* **Textauszug**

☆ ☆ ☆ ☆ ☆

In einem MUD-Projekt wird derzeit erprobt, ob bei Puten Beschädigungspicken reduziert werden kann, wenn der Stall strukturiert ist in Aktivitäts- und Ruhebereich.

Was in der Legehennenhaltung inzwischen Standard ist, ist für die Putenhaltung nach wie vor ein ungelöstes Problem: Der Verzicht auf das Schnabelkürzen, ohne dass es Probleme mit Bepicken oder Kannibalismus gibt. In den vergangenen Jahren haben sich viele Projekte und Untersuchungen damit befasst, wie man dem Ziel „intakter Putenschnabel“ näher kommen kann. Eine Hypothese ist, ob nicht ein strukturierter Stall, in dem es einen Aktivitäts- und einen Ruhebereich gibt, eher den Bedürfnissen der Tiere entspricht und deshalb zu geringerem Beschädigungspicken/Kannibalismus führen würde.

Ruhezone im Stall

Unter Federführung der Tierärztlichen Hochschule (TiHo) Hannover gibt es aktuell ein MUD-Projekt (Modell- und Demonstrationsbetriebe), das sich mit dieser Hypothese befasst. Es wurde jetzt im Rahmen einer Online-Veranstaltung vorgestellt. Das Projekt läuft in der Praxis auf drei Putenmastbetrieben, die jeweils über zwei ähnliche Ställe verfügen. Auf diesen drei Praxisbetrieben wurde jeweils ein Stall als Versuchsstall umgerüstet. Diese Versuchsställe wurden mittels Abtrennungen (Bauzäune, Trennwände) in Aktiv- und Ruhebereich aufgeteilt. Die Ruhezone beinhaltet etwa 20 % der Stallfläche, Wasser- und Futterversorgung wurden hier abgestellt. Die Lichtstärke wurde im Ruhebereich um mindestens 30 % reduziert. Erreicht wurde dies zum Beispiel durch Abdunkeln der Fensteröffnungen mit schwarzer Folie oder durch das Anbringen von Lichtblenden draußen vor den Fenstern.

Geflügelfachtierarzt Ronald Günther erläuterte in der Online-Veranstaltung die besonderen Herausforderungen im Projekt. So musste trotz der Abtrennung eines Teilbereiches im Stall die Lüftungsführung weiter funktionieren und auch den Ruhebereich mit Frischluft versorgen. Sonst könnte es im Hochsommer in Hitzeperioden zu Problemen kommen. Die drei Versuchsställe verfügen alle über ein Zwangslüftung bzw. eine Sommer-Zusatzlüftung. „Die Lüftung ist in bestehenden Ställen ein Faktor, ob eine Strukturierung möglich ist“, so Günther. Damit eine Strukturierung im Stall auch „praxistauglich“ ist, müssen zudem das Ein- und Nachstreuen im Ruhebereich machbar sein bzw. die Abtrennungen dürfen die Servicearbeiten nicht zu sehr behindern.

☆ ☆ ☆ ☆ ☆

* **Erfasste Einträge**
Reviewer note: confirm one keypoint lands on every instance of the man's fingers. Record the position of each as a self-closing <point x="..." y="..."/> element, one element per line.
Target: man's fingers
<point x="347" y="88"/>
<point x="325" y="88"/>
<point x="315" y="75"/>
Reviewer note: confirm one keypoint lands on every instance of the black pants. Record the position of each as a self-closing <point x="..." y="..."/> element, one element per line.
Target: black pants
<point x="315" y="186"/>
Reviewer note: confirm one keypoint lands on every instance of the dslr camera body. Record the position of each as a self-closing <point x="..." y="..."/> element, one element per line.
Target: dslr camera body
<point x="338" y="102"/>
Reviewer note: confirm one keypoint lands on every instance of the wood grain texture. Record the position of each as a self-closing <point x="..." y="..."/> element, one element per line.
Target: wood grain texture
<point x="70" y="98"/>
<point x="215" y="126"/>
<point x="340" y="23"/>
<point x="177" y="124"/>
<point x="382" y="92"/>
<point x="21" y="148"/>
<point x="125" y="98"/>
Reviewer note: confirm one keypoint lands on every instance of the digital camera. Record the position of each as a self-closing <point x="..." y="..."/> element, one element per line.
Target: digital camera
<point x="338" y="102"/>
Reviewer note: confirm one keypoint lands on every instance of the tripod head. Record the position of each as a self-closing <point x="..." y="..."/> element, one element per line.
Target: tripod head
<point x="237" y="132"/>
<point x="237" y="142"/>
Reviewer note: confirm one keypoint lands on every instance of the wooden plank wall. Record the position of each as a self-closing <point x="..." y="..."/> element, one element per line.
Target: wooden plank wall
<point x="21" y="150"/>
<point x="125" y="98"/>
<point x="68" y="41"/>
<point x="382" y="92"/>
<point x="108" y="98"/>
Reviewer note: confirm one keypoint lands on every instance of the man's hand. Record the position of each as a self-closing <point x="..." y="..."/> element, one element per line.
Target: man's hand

☆ ☆ ☆ ☆ ☆

* **Übungsaufgaben**
1. Nennen Sie alle Hilfsmittel, mit denen die Versuchsställe laut dem Textauszug über die Putenhaltung unterteilt oder abgedunkelt wurden.
2. Übernehmen Sie aus dem Textauszug über die Putenhaltung wortgetreu alles von „Unter Federführung der“ bis hinunter zu „vor den Fenstern.“.
3. Schreiben Sie den Textauszug über die Putenhaltung im Anschluss an seinen letzten Satz weiter.

* **Lösungen**
1. Bauzäune, Trennwände, schwarze Folie, Lichtblenden

2.
Unter Federführung der Tierärztlichen Hochschule (TiHo) Hannover gibt es aktuell ein MUD-Projekt (Modell- und Demonstrationsbetriebe), das sich mit dieser Hypothese befasst. Es wurde jetzt im Rahmen einer Online-Veranstaltung vorgestellt. Das Projekt läuft in der Praxis auf drei Putenmastbetrieben, die jeweils über zwei ähnliche Ställe verfügen. Auf diesen drei Praxisbetrieben wurde jeweils ein Stall als Versuchsstall umgerüstet. Diese Versuchsställe wurden mittels Abtrennungen (Bauzäune, Trennwände) in Aktiv- und Ruhebereich aufgeteilt. Die Ruhezone beinhaltet etwa 20 % der Stallfläche, Wasser- und Futterversorgung wurden hier abgestellt. Die Lichtstärke wurde im Ruhebereich um mindestens 30 % reduziert. Erreicht wurde dies zum Beispiel durch Abdunkeln der Fensteröffnungen mit schwarzer Folie oder durch das Anbringen von Lichtblenden draußen vor den Fenstern.

3.
Im Projekt ist der erste Teil, der quasi als „Übung“ für die beteiligten Mäster noch mit kupierten Puten durchgeführt wurde, abgeschlossen. Laut Information von Günther wurde der Ruhebereich von den Puten gut angenommen: „Wenn Tiere die Wahlmöglichkeit haben, fühlen sie sich wohler“, so seine Feststellung. Aktuell läuft der zweite Teil des Projektes, hierbei wurde auf das Schnabelkürzen bei den Puten verzichtet.

Gesetzliche Vorgaben

Der Geflügelfachtierarzt gab in seinem Vortrag auch einen Überblick über die Entwicklung der gesetzlichen Vorgaben für die Putenhaltung. Die bundesweiten Eckwerte sehen nach wie vor eine gleichmäßige Ausleuchtung des gesamten Stalles ebenso vor wie eine Minimallichtstärke. Zwar gibt es in den überarbeiteten Eckwerten von 2013 auch die Empfehlung zur Strukturierung des Stalles, wegen mangelnder Erfahrungen wurde dies jedoch nicht konkretisiert.

Aktuell gibt es inzwischen bei speziellen Labeln oder etwa der Haltungsstufe 4 des Lebensmittelhandels sogar die Verpflichtung zur Strukturierung des Stalles. Jedoch wäre es derzeit rechtlich nicht möglich, einen Putenmaststall gemäß dem beschriebenen Projekt mit einem abgedunkelten Ruhebereich auszustatten. Hierfür müsste die Forderung nach der Mindestlichtstärke im gesamten Stall überarbeitet werden. Laut Günther fehlen hierfür derzeit noch ausreichend belastbare Daten. Das hier beschriebene Projekt, das Anfang des nächsten Jahres abgeschlossen sein soll, könnte ggf. solche Daten liefern.